**Region pointing data**

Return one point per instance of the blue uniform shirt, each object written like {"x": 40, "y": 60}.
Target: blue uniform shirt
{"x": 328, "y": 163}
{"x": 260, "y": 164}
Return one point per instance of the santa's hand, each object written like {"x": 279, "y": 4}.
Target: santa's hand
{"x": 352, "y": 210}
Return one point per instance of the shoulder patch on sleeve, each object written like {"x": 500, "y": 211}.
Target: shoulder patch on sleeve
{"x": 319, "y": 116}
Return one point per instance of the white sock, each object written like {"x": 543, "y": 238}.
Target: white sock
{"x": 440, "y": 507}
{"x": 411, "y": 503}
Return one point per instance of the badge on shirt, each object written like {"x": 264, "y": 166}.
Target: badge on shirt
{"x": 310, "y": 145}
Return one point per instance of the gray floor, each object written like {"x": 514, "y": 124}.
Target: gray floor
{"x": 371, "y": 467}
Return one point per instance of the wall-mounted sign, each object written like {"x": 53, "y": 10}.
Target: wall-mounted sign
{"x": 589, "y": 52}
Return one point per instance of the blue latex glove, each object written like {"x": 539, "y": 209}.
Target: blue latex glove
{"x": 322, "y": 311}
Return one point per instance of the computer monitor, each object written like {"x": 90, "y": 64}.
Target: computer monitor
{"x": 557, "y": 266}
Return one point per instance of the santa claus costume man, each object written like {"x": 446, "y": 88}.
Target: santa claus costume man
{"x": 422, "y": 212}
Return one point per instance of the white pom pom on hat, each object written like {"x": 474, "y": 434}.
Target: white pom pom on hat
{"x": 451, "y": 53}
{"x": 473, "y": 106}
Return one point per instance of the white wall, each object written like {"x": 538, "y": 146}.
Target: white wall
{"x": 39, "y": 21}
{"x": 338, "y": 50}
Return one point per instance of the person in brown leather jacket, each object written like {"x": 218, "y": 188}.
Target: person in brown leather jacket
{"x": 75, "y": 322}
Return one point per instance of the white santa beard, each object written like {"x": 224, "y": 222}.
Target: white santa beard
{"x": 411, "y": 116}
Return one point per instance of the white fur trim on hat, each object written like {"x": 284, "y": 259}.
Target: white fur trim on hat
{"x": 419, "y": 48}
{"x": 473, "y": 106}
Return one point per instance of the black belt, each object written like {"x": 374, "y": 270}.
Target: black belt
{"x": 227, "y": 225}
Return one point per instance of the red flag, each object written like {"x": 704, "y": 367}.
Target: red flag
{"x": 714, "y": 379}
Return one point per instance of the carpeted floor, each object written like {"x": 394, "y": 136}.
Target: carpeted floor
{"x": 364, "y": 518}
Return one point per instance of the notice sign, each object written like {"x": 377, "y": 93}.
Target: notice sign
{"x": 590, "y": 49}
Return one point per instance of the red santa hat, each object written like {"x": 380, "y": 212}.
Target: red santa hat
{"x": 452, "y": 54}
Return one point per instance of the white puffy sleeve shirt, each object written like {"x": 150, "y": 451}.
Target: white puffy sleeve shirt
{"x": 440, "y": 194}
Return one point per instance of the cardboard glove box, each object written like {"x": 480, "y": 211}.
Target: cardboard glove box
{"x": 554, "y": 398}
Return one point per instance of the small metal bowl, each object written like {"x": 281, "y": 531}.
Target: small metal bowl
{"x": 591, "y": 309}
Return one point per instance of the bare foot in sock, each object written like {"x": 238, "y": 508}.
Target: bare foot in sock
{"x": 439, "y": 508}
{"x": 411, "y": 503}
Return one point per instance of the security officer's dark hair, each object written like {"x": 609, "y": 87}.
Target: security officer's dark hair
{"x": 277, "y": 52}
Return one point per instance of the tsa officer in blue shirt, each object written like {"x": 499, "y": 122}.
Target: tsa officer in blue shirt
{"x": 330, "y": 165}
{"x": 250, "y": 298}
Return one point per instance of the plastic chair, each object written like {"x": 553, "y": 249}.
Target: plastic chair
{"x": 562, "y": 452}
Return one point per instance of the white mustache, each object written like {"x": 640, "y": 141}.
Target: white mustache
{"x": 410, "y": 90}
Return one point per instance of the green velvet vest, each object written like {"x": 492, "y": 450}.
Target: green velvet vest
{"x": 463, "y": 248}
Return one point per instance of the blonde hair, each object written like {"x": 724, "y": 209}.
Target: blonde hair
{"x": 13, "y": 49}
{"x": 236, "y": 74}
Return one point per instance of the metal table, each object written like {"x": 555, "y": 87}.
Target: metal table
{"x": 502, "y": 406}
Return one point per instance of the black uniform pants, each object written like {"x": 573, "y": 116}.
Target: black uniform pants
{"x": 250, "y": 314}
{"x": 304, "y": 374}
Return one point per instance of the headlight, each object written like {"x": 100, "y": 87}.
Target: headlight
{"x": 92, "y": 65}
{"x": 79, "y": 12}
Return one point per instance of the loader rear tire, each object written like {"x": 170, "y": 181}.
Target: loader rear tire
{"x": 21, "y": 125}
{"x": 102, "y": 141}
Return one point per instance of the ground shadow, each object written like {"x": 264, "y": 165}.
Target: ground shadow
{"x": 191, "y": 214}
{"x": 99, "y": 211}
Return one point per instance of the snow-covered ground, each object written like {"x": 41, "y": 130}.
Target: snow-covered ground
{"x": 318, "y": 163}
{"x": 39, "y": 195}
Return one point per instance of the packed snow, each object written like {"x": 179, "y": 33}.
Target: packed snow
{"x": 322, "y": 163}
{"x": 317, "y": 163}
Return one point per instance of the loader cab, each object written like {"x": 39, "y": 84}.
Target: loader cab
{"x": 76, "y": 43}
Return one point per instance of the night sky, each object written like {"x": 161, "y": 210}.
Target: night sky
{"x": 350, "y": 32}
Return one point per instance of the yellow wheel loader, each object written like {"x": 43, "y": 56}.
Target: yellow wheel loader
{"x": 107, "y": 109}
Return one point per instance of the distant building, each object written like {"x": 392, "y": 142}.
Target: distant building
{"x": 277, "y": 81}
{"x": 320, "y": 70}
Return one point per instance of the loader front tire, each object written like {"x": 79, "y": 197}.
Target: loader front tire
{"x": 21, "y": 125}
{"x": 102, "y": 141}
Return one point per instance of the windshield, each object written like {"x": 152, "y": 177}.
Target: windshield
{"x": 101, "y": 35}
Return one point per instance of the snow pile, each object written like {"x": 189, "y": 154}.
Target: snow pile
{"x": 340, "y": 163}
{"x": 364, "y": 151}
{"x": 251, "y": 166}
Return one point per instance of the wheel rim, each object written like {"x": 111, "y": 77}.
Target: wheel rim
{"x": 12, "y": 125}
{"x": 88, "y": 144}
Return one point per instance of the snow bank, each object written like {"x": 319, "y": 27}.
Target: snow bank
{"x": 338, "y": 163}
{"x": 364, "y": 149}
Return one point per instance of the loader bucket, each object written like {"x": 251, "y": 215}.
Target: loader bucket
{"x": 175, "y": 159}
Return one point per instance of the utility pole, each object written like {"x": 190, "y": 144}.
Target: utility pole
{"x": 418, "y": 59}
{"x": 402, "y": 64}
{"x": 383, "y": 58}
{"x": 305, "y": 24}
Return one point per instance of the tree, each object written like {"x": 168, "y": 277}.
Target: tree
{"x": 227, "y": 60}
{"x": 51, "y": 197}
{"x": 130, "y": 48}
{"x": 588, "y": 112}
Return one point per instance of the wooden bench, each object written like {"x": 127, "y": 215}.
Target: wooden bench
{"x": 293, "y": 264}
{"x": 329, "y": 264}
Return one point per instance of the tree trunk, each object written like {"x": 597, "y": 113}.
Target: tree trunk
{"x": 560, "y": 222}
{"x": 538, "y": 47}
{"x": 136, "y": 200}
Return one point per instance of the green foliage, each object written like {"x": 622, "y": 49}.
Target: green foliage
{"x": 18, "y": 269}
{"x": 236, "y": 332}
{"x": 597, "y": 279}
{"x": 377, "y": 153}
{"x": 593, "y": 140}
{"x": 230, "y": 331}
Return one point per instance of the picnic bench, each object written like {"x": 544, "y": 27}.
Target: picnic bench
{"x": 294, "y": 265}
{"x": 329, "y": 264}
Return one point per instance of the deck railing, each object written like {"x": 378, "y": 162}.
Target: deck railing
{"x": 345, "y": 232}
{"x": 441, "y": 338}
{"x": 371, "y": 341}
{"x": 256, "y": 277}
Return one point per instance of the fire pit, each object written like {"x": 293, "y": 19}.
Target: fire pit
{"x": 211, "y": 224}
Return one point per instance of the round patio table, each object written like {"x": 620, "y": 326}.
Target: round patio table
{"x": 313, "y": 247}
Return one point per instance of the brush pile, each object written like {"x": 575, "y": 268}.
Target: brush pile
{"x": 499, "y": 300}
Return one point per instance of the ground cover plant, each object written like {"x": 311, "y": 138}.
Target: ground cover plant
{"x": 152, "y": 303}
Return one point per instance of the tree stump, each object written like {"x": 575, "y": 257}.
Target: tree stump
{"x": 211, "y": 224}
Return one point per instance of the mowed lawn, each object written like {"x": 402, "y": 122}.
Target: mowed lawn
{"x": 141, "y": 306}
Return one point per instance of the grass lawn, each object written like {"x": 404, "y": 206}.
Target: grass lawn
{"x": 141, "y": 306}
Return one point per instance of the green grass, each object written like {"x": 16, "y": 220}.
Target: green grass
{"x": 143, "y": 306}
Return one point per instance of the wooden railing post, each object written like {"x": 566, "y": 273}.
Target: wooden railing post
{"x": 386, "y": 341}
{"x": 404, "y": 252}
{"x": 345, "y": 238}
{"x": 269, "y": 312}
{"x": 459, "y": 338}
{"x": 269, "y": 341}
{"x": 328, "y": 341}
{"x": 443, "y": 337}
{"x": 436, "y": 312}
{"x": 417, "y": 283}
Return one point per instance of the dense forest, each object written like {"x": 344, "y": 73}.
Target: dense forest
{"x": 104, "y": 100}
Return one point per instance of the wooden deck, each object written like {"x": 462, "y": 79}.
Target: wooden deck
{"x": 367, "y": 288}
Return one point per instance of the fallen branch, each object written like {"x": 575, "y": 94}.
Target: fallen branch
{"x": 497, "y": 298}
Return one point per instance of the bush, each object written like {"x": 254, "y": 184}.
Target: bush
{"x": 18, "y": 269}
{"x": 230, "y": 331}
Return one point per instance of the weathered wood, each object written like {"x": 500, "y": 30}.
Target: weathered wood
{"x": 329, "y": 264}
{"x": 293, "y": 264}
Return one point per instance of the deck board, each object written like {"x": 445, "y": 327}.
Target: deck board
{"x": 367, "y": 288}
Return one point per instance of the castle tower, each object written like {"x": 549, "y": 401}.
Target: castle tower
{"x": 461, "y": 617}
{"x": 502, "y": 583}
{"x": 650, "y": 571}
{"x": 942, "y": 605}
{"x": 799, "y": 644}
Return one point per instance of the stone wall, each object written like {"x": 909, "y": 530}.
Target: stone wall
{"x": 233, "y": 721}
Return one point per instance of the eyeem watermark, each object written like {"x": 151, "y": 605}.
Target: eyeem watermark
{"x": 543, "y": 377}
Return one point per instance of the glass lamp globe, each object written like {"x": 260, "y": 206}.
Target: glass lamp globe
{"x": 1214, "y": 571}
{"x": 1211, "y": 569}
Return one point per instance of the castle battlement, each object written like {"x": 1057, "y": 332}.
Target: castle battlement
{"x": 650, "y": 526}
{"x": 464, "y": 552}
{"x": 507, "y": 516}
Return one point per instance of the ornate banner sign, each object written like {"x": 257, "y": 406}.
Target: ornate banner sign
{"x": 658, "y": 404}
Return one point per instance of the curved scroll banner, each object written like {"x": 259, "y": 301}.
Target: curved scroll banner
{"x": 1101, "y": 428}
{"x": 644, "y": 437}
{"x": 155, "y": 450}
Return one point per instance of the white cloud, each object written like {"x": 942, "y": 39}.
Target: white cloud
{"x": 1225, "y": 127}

**WHAT IS NEEDED**
Print exactly the lines above from the one with "Return one point per instance of the green foliage, each" to the one with "Return one point per instance of the tree stump, each", including both.

**OUTPUT FOR THIS EXERCISE**
Return one point per instance of the green foliage, each object written like {"x": 622, "y": 49}.
Target: green foliage
{"x": 18, "y": 269}
{"x": 236, "y": 332}
{"x": 597, "y": 279}
{"x": 377, "y": 153}
{"x": 593, "y": 140}
{"x": 230, "y": 331}
Return one point per instance of the picnic bench, each object written like {"x": 544, "y": 27}.
Target: picnic bench
{"x": 294, "y": 265}
{"x": 329, "y": 264}
Return one point per instance of the deck railing, each object written like {"x": 378, "y": 162}.
Target: deck railing
{"x": 345, "y": 232}
{"x": 441, "y": 338}
{"x": 371, "y": 341}
{"x": 256, "y": 277}
Return one point per instance of the fire pit, each object written like {"x": 293, "y": 19}.
Target: fire pit
{"x": 211, "y": 224}
Return one point per instance of the round patio table, each object written like {"x": 620, "y": 326}.
Target: round patio table
{"x": 313, "y": 247}
Return one point per instance of the brush pile, each object written like {"x": 575, "y": 268}.
Target: brush pile
{"x": 499, "y": 300}
Return one point per instance of the ground cover plant, each object written like {"x": 311, "y": 138}.
Target: ground cover plant
{"x": 152, "y": 303}
Return one point per instance of the tree stump, each object written like {"x": 575, "y": 257}.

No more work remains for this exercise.